Saved entries
■ ■ ■
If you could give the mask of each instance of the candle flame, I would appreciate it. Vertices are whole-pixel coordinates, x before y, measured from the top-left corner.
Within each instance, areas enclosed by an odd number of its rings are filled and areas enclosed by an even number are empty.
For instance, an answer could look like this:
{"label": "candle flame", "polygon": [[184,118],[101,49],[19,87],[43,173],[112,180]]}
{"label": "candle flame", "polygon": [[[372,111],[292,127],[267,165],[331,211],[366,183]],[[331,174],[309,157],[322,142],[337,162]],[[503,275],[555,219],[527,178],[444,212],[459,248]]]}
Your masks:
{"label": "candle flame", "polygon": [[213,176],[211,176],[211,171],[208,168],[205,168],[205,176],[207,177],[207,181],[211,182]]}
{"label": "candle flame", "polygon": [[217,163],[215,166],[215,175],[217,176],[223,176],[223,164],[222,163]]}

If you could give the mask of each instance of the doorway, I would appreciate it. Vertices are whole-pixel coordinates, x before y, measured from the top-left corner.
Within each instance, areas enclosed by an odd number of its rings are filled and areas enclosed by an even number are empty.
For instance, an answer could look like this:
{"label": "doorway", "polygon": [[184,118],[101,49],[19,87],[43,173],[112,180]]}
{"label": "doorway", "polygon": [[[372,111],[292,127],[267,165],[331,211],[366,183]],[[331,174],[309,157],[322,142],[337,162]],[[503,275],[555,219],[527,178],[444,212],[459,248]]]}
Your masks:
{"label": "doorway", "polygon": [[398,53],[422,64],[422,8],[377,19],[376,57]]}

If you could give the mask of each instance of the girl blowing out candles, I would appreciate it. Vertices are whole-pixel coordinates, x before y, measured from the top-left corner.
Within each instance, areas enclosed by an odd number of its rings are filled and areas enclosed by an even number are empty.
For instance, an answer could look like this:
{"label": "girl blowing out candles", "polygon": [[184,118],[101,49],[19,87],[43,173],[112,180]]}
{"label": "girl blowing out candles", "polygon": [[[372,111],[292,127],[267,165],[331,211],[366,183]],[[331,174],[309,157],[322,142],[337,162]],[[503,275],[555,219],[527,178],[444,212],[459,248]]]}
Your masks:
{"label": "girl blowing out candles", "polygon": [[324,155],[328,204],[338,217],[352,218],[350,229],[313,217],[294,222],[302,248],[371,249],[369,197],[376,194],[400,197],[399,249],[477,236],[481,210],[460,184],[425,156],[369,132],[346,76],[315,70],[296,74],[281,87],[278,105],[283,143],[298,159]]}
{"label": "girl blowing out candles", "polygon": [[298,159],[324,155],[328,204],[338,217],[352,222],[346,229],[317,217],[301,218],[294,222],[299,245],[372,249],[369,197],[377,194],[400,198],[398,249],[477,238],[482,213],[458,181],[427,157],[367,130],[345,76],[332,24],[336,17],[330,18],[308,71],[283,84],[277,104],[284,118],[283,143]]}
■ ■ ■
## What is required:
Wherever a line of the data holds "would", copy that line.

## Exercise solution:
If you could give the mask of each instance of the candle flame, I would appreciate it. Vertices are whole-pixel coordinates, x before y, measured from the top-left corner.
If you could give the mask of each instance of the doorway, I would appreciate it. Vertices are whole-pixel coordinates, x before y, measured from the top-left corner.
If you could give the mask of each instance of the girl blowing out candles, I would appreciate it. Vertices are whole-pixel coordinates, x before y, measured from the top-left corner.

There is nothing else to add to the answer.